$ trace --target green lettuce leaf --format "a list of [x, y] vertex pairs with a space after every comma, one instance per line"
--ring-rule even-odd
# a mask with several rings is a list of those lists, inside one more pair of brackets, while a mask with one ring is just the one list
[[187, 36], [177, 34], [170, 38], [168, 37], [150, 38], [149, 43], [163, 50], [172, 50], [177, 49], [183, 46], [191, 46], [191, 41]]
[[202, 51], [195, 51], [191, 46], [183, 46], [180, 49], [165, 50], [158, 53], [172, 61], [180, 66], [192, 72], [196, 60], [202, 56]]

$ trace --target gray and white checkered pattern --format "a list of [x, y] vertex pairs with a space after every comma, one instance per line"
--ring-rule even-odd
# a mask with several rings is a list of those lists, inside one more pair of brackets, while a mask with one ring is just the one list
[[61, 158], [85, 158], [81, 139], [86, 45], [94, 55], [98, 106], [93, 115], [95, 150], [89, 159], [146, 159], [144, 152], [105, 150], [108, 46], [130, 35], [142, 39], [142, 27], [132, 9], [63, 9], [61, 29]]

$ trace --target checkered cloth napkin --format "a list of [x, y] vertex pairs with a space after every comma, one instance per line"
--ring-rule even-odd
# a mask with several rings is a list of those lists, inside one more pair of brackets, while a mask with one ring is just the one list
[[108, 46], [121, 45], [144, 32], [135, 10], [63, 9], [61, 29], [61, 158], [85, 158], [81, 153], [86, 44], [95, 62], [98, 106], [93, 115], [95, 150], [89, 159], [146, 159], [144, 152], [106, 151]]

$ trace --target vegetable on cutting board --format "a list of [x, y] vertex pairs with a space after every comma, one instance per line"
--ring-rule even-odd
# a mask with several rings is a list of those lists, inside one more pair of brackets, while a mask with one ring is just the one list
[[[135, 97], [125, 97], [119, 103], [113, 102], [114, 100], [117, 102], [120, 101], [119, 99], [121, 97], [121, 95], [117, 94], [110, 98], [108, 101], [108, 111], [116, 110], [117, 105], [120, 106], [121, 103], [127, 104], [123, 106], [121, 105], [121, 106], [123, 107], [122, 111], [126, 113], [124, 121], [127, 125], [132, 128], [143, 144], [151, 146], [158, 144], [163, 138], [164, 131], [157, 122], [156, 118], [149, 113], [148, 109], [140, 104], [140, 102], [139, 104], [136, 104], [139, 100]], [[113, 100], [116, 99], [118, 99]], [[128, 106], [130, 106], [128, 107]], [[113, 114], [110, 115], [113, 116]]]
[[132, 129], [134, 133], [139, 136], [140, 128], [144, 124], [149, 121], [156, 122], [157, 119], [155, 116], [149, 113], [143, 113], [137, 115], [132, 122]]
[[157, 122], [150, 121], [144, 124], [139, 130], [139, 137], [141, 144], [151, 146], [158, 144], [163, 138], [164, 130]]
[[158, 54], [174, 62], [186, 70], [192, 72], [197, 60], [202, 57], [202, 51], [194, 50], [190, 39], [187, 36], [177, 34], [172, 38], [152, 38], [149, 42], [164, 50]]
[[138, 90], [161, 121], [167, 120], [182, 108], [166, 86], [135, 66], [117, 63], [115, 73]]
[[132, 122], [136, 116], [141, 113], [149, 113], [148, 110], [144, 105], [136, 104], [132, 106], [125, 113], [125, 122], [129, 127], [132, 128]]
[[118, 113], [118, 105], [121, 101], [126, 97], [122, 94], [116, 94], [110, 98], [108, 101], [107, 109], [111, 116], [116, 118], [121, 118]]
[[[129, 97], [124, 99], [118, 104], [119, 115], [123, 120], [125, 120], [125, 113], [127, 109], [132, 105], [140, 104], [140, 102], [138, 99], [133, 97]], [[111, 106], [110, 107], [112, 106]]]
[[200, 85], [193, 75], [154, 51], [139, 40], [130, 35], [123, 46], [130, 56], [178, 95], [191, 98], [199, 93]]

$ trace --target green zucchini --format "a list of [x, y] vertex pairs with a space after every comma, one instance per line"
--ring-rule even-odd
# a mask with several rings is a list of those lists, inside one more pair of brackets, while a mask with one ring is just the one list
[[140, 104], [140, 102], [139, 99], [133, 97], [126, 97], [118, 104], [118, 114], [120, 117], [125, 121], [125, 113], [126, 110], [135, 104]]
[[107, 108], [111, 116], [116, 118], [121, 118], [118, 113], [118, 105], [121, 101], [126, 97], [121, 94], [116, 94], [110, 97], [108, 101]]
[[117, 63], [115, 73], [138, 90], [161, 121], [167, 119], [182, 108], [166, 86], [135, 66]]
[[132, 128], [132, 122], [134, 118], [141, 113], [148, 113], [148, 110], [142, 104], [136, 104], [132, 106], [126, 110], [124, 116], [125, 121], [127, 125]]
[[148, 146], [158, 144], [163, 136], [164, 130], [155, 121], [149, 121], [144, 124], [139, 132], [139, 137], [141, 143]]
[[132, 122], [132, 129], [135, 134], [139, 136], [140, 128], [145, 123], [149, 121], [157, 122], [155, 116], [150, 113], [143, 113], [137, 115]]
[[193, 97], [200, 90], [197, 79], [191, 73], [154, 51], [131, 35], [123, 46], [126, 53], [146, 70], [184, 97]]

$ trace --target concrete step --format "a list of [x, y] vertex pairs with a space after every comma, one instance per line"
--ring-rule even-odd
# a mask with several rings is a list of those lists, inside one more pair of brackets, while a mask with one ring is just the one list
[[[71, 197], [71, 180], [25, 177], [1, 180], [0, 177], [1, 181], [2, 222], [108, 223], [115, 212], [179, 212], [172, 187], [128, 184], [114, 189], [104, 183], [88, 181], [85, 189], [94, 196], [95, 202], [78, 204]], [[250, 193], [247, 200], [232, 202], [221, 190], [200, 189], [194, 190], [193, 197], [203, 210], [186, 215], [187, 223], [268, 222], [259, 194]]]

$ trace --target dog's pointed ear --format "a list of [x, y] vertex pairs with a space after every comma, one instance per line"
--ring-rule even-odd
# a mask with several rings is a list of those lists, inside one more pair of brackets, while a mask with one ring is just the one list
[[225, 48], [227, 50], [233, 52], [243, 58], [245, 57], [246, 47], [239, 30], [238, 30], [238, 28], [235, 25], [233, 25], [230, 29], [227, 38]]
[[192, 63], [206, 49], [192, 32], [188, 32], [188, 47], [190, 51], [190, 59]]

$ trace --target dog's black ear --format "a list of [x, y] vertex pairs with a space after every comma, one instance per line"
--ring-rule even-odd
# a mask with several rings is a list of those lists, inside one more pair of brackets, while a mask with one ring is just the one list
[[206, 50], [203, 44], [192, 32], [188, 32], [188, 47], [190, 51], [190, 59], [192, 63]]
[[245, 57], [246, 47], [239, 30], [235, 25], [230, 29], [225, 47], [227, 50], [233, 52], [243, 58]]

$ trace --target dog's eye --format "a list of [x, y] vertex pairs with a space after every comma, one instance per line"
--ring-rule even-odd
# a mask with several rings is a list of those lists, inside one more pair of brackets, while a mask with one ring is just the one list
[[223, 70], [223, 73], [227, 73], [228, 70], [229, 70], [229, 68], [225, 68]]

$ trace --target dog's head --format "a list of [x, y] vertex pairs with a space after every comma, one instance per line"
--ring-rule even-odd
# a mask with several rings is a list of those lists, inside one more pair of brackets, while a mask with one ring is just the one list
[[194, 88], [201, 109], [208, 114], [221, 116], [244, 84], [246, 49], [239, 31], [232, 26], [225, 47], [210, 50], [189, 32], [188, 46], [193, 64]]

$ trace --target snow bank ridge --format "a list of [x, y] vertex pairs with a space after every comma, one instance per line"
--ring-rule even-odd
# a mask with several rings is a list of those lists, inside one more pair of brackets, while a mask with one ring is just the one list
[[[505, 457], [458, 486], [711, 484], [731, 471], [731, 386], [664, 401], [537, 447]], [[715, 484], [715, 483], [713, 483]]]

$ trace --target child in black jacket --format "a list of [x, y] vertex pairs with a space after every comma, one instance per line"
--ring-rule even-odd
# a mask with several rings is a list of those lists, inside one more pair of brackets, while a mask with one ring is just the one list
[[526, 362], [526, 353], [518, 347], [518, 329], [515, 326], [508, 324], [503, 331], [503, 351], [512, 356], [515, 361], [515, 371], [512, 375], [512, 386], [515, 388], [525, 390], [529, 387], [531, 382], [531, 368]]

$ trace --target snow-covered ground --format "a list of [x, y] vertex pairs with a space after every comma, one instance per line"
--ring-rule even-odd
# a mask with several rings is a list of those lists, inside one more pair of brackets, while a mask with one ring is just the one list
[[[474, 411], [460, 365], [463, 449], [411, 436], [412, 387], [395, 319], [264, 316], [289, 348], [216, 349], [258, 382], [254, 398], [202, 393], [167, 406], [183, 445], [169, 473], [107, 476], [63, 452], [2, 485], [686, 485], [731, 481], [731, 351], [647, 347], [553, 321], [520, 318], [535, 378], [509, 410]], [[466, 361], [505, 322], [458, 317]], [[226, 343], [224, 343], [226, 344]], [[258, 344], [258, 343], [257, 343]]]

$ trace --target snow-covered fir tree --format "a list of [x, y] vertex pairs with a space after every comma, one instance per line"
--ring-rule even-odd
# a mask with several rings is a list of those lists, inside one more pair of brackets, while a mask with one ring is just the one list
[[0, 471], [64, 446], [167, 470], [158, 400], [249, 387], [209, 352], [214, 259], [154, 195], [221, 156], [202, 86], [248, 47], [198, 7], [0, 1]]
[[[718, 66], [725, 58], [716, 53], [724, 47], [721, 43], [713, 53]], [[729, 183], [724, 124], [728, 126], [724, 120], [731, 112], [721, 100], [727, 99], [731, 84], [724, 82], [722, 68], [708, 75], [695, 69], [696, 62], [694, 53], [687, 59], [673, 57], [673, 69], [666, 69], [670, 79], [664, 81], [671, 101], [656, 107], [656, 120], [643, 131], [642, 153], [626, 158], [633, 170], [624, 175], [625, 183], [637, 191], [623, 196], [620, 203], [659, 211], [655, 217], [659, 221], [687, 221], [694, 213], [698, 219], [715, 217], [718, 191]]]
===
WHAT TO DO. Duplicate the data verbatim, starting at its first line and ending with the line containing "9], [61, 29]]", with that final line included.

CORRECT ANSWER.
$ trace --target green lettuce leaf --format "a list of [x, y] vertex pairs with a space after every comma, one instance per line"
--ring-rule even-odd
# a mask with several rings is a list of those lists, inside one more pair of brackets, while a mask with one ring is just the one list
[[187, 36], [177, 34], [170, 38], [168, 37], [150, 38], [149, 43], [163, 50], [172, 50], [177, 49], [183, 46], [191, 46], [191, 41]]
[[202, 51], [195, 51], [191, 46], [183, 46], [180, 49], [165, 50], [158, 53], [172, 61], [180, 66], [192, 72], [196, 60], [202, 56]]

$ trace --target gray and white checkered pattern --format "a list of [x, y] vertex pairs with a space after every comma, one instance per line"
--ring-rule even-odd
# a mask with several rings is a list of those lists, inside one more pair of brackets, while a mask with one ring is just the one list
[[61, 158], [85, 158], [81, 139], [86, 45], [94, 55], [98, 106], [93, 115], [95, 150], [89, 159], [146, 159], [144, 152], [105, 150], [108, 46], [130, 35], [142, 39], [142, 27], [132, 9], [63, 9], [61, 29]]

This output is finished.